Part of a data file
# # # # # # #

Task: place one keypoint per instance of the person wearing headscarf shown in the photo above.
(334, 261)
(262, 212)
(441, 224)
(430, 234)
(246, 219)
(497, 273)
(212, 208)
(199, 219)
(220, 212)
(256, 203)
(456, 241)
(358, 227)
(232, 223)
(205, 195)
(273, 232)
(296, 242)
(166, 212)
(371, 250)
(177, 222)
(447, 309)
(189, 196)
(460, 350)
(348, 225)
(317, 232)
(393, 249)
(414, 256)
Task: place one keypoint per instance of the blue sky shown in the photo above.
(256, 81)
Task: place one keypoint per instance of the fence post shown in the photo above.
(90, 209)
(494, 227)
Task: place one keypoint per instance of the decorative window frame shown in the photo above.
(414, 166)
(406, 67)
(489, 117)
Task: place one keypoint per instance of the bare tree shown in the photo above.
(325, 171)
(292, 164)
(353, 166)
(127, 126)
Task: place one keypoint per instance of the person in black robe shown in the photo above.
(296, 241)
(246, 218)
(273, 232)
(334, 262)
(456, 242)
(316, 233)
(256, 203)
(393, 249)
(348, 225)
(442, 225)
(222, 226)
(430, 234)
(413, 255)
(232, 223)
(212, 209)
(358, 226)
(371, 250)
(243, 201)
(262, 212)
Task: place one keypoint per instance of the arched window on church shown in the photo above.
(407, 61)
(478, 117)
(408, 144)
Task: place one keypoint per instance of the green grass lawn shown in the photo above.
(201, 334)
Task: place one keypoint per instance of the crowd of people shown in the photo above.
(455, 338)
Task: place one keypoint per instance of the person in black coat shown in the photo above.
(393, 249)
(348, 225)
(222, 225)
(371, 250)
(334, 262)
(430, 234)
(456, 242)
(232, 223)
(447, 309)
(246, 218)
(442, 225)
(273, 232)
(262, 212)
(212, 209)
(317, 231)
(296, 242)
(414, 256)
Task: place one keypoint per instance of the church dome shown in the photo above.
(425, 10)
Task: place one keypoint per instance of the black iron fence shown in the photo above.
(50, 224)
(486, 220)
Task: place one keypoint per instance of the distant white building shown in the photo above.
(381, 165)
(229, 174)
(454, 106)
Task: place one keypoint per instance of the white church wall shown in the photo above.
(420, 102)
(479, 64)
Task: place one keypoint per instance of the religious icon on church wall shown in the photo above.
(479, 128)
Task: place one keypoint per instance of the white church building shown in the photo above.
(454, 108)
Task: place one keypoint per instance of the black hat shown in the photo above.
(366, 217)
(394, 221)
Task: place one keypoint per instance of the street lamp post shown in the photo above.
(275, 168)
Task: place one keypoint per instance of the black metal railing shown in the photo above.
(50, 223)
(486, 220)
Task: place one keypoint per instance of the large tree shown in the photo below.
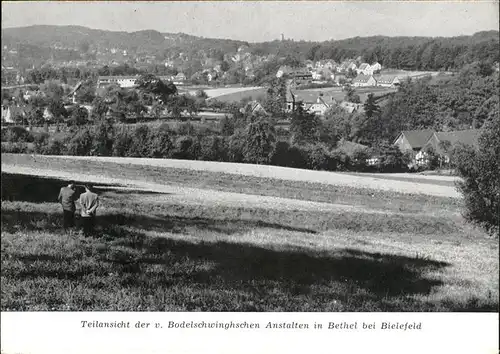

# # # # # # #

▶ [STATED PROBLEM]: Pull out each line of the listing that contains the word "black".

▶ [EXPECTED ANSWER]:
Task: place one keypoint per instance of the person in black robe shown in the photo above.
Task: place one keypoint per instance of the person in black coat shown in the photo above.
Task: place one keypoint per instance of the black iron fence shown in the photo above.
Task: place one keypoint per instance of the black hat shown in the photo above.
Task: place one keypoint per instance of the black metal railing shown in the photo above.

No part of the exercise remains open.